* [EXERCISE A]: Rewrite the stretch of the records from the line containing "one marker per instance, written like [318,176]" through the end of the records, changing "metal" to "iron" and leaving everything else the same.

On our small place we have always just left the bull run with the small heard. (I think about 30 head was about the most we have ever had @ one time) Our bull died in Dec. '10, and I was not able to get him replaced until last Nov, so guess I'll have some coming around mid to late Aug. this year.

(Poor ol bull, almost worked his self to death the first several days!!!)


----------



## Nitram (Apr 2, 2011)

I have mine starting generally in feb thru april. what don't die gets bigger! I sell in sept. Thats how dad did it. The main reason is the cows don't require as high of protien if they don't have the calf pulling them down all winter. So native grass is what I feed and pamper them with tanks of molasis. By the time they head out to the bigger pasture the cows still look good. Not that its right but it's what works for me Martin


----------



## Tim/South (Dec 12, 2011)

Martin said it all when he said "what works for him". We all have to find our niche that works.
I am a small Cow/Calf place and my cows will calf when the mood hits. I have been adding a cow or two as I can and they are bred when I get them.
I try not to sell anything until it is 750 lbs. They are ready for the feed lot then and there is usually a market for steers and heifers ready to go on feed.
I hope to add another 20 Mommas, bringing me to 50. I may not have enough pasture and winter grazing to keep them till 750 then.
But for now I am doing what works for me.


----------



## mlappin (Jun 25, 2009)

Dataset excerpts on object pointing

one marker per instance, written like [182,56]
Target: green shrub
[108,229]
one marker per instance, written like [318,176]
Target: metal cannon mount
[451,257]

* [EXERCISE B]: Extend the forum thread on when cows calve and when calves get sold, picking up from the point where it stops.

* [TASK ANSWER A]:
one marker per instance, written like [318,176]
Target: iron cannon mount
[451,257]

* [TASK ANSWER B]:
We shoot for spring calves starting in April. Depends on the fall here, but can be mighty wet, cold and miserable thru Oct, Nov, Dec. Would rather see the calves get some size on them before winter hits.


----------



## Nitram (Apr 2, 2011)

urednecku said:


> On our small place we have always just left the bull run with the small heard. (I think about 30 head was about the most we have ever had @ one time) Our bull died in Dec. '10, and I was not able to get him replaced until last Nov, so guess I'll have some coming around mid to late Aug. this year.
> 
> (Poor ol bull, almost worked his self to death the first several days!!!)


One thing to consider at least HERE the buyers like groups the same size and tend to pay better. And the Bull makes the difference.


----------



## urednecku (Oct 18, 2010)

Nitram said:


> One thing to consider at least HERE the buyers like groups the same size and tend to pay better. And the Bull makes the difference.


Totally agree. But with our limited resources, we have done OK taking them to the auction market, and had a little income several times during the year. 
Right now I have 16 head mature cattle, and 3 young 1st calf heifers. With luck, there will be a same-size group next trip to the market!


----------



## Nitram (Apr 2, 2011)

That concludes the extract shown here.